* _Requirement_: Print every record word for word.

------------------------

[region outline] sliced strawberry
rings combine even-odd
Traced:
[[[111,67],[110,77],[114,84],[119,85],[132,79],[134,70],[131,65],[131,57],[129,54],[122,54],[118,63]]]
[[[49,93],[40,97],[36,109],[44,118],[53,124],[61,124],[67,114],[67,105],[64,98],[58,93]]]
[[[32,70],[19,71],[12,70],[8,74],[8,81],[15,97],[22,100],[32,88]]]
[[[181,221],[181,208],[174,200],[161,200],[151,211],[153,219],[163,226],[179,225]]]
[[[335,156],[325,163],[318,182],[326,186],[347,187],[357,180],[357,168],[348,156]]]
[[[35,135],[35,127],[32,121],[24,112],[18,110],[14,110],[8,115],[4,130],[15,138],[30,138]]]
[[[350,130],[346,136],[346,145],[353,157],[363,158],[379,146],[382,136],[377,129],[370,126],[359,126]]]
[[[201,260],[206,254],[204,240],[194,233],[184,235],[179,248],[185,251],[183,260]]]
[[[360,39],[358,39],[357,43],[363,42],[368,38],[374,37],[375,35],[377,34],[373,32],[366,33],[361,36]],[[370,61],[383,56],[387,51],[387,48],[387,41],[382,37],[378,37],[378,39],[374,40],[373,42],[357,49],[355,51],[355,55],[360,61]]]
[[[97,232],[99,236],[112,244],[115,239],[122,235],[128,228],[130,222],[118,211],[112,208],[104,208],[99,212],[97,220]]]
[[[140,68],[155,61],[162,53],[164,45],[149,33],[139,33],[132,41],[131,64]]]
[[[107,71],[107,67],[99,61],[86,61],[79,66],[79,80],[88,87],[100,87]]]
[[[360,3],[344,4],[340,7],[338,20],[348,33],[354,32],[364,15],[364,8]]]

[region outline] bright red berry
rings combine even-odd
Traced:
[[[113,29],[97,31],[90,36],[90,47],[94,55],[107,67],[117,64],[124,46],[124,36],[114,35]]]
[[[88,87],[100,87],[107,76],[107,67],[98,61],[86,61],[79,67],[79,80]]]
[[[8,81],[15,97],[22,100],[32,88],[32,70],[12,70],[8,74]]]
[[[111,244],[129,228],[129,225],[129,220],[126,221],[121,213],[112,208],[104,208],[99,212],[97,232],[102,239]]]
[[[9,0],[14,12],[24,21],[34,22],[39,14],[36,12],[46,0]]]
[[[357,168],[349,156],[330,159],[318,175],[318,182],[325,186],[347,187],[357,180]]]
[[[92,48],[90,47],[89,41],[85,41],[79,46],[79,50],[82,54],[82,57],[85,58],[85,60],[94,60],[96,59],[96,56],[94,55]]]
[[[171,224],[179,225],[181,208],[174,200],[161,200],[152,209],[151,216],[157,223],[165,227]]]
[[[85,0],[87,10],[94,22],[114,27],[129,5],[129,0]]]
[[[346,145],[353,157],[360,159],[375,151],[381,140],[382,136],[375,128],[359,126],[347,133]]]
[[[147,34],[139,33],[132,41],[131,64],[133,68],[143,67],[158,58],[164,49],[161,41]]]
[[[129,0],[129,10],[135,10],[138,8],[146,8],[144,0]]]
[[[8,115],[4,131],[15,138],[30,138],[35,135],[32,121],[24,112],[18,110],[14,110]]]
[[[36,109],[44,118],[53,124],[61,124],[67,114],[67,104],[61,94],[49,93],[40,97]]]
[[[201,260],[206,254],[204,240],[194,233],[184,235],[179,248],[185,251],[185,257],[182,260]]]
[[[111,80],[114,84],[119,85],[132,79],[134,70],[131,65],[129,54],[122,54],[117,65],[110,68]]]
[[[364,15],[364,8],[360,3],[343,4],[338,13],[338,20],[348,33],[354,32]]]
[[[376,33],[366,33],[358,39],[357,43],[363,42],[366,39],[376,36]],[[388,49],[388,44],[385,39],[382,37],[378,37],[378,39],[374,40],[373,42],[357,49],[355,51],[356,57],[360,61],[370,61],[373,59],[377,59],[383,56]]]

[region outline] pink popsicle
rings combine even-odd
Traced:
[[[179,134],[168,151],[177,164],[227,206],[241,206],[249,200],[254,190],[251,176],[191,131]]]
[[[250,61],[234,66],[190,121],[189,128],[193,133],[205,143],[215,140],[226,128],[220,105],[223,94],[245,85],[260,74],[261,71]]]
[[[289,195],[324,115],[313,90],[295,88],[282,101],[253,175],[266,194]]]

------------------------

* _Exercise result_:
[region outline] sliced strawberry
rings combine even-odd
Traced:
[[[111,67],[110,77],[114,84],[119,85],[132,79],[134,70],[131,65],[131,57],[129,54],[122,54],[118,63]]]
[[[49,93],[40,97],[36,109],[44,118],[53,124],[61,124],[67,114],[67,105],[64,98],[58,93]]]
[[[32,70],[19,71],[12,70],[8,74],[8,81],[15,97],[22,100],[32,88]]]
[[[181,221],[181,208],[174,200],[161,200],[151,211],[153,219],[163,226],[179,225]]]
[[[335,156],[325,163],[318,182],[326,186],[347,187],[357,180],[357,168],[348,156]]]
[[[35,135],[35,127],[32,121],[24,112],[18,110],[14,110],[8,115],[4,130],[15,138],[30,138]]]
[[[350,130],[346,136],[346,145],[353,157],[363,158],[379,146],[382,136],[377,129],[370,126],[359,126]]]
[[[201,260],[206,254],[204,240],[194,233],[184,235],[179,248],[185,251],[183,260]]]
[[[360,39],[358,39],[357,43],[363,42],[368,38],[374,37],[375,35],[377,34],[373,32],[366,33],[361,36]],[[370,61],[383,56],[387,51],[387,48],[387,41],[382,37],[378,37],[378,39],[374,40],[373,42],[357,49],[355,51],[355,55],[360,61]]]
[[[97,232],[99,236],[112,244],[115,239],[122,235],[128,228],[130,222],[118,211],[112,208],[104,208],[99,212],[97,220]]]
[[[140,68],[155,61],[162,53],[164,45],[149,33],[139,33],[132,41],[131,64]]]
[[[107,71],[107,67],[99,61],[86,61],[79,66],[79,80],[88,87],[100,87]]]
[[[360,3],[344,4],[340,7],[338,20],[348,33],[354,32],[364,15],[364,8]]]

[region outline] bright red berry
rings combine even-odd
Traced:
[[[113,29],[97,31],[90,36],[90,47],[94,55],[107,67],[117,64],[124,46],[124,36],[114,35]]]
[[[88,87],[100,87],[107,76],[107,67],[98,61],[86,61],[79,67],[79,80]]]
[[[8,81],[15,97],[22,100],[32,88],[32,70],[12,70],[8,74]]]
[[[111,244],[129,228],[129,225],[129,220],[126,221],[121,213],[112,208],[104,208],[99,212],[97,232],[102,239]]]
[[[9,0],[14,12],[24,21],[34,22],[39,14],[36,12],[46,0]]]
[[[357,168],[349,156],[330,159],[318,175],[318,182],[325,186],[347,187],[357,180]]]
[[[92,48],[90,47],[89,41],[85,41],[79,46],[79,50],[82,54],[82,57],[85,58],[85,60],[94,60],[96,59],[96,56],[94,55]]]
[[[171,224],[179,225],[181,208],[174,200],[161,200],[152,209],[151,216],[157,223],[165,227]]]
[[[85,0],[87,10],[94,22],[114,27],[129,5],[129,0]]]
[[[346,145],[353,157],[360,159],[375,151],[381,140],[382,136],[375,128],[359,126],[347,133]]]
[[[147,34],[139,33],[132,41],[131,64],[133,68],[143,67],[158,58],[164,49],[161,41]]]
[[[129,0],[129,10],[135,10],[138,8],[146,8],[144,0]]]
[[[8,115],[4,131],[15,138],[30,138],[35,135],[32,121],[24,112],[18,110],[14,110]]]
[[[36,109],[44,118],[53,124],[61,124],[67,114],[67,104],[61,94],[49,93],[40,97]]]
[[[201,260],[206,254],[204,240],[194,233],[184,235],[179,248],[185,251],[185,257],[182,260]]]
[[[111,80],[114,84],[119,85],[132,79],[134,70],[131,65],[129,54],[122,54],[117,65],[110,68]]]
[[[364,15],[364,8],[360,3],[343,4],[338,13],[338,20],[348,33],[354,32]]]
[[[376,33],[366,33],[358,39],[357,43],[363,42],[366,39],[376,36]],[[388,49],[388,44],[385,39],[382,37],[378,37],[378,39],[374,40],[373,42],[357,49],[355,51],[356,57],[360,61],[370,61],[373,59],[377,59],[383,56]]]

[region outline] pink popsicle
rings combine even-odd
Traced:
[[[179,134],[168,151],[177,164],[227,206],[241,206],[249,200],[254,190],[251,176],[191,131]]]
[[[250,61],[234,66],[190,121],[189,128],[193,133],[205,143],[215,140],[226,128],[220,105],[223,94],[245,85],[260,74],[261,71]]]
[[[289,195],[324,115],[313,90],[295,88],[282,101],[253,175],[266,194]]]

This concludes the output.